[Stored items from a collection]
════════
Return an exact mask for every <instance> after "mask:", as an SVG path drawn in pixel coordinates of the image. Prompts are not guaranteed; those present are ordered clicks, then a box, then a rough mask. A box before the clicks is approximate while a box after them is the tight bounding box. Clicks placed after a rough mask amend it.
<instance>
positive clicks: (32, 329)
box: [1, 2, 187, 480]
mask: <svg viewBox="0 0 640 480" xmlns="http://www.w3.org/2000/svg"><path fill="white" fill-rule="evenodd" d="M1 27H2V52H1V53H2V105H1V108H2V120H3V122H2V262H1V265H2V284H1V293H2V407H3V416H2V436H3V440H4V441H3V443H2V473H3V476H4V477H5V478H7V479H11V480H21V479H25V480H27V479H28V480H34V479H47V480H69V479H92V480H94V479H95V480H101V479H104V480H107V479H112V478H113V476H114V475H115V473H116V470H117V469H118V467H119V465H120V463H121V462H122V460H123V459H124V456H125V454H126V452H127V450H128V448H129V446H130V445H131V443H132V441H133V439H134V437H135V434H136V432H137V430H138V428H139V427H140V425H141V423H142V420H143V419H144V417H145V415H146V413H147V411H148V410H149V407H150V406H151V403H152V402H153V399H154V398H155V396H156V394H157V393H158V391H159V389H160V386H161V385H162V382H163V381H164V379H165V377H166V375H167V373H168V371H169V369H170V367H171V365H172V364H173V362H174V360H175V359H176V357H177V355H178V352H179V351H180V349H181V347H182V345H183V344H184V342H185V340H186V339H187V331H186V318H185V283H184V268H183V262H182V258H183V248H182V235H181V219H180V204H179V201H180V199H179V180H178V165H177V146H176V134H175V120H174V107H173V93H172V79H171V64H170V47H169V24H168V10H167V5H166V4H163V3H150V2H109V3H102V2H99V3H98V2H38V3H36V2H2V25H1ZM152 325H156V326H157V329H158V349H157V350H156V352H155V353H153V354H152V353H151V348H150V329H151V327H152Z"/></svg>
════════
Transcribe each record shown above, exactly.

Return an exact mask for every <instance> after "mask:", as an SVG path drawn in pixel coordinates of the image. Prompts are not guaranteed; those present are ordered clicks, then a box, then a rough mask. A box before the clicks is approximate while a box after them is the tight bounding box. Clicks placed after a rough mask amend it.
<instance>
positive clicks: (32, 329)
box: [1, 2, 187, 480]
mask: <svg viewBox="0 0 640 480" xmlns="http://www.w3.org/2000/svg"><path fill="white" fill-rule="evenodd" d="M1 27H2V52H1V53H2V105H1V108H2V120H3V122H2V262H1V265H2V284H1V293H2V407H3V416H2V436H3V440H4V441H3V443H2V473H3V476H4V477H5V478H7V479H11V480H21V479H25V480H27V479H28V480H34V479H47V480H69V479H92V480H94V479H95V480H101V479H104V480H107V479H112V478H113V476H114V475H115V473H116V470H117V469H118V467H119V465H120V463H121V462H122V460H123V459H124V456H125V454H126V452H127V450H128V448H129V446H130V445H131V443H132V441H133V439H134V437H135V434H136V432H137V430H138V428H139V427H140V425H141V423H142V420H143V419H144V417H145V415H146V413H147V411H148V410H149V407H150V406H151V403H152V402H153V399H154V398H155V396H156V394H157V393H158V391H159V389H160V386H161V385H162V382H163V381H164V379H165V377H166V375H167V373H168V371H169V369H170V367H171V365H172V364H173V362H174V360H175V359H176V357H177V355H178V352H179V351H180V349H181V347H182V345H183V344H184V342H185V340H186V339H187V331H186V318H185V283H184V268H183V262H182V258H183V248H182V235H181V219H180V204H179V201H180V199H179V180H178V165H177V146H176V134H175V120H174V107H173V93H172V79H171V64H170V47H169V24H168V10H167V5H166V4H163V3H150V2H109V3H102V2H99V3H98V2H38V3H36V2H2V25H1ZM152 325H156V326H157V329H158V349H157V350H156V352H155V353H153V354H152V353H151V348H150V329H151V327H152Z"/></svg>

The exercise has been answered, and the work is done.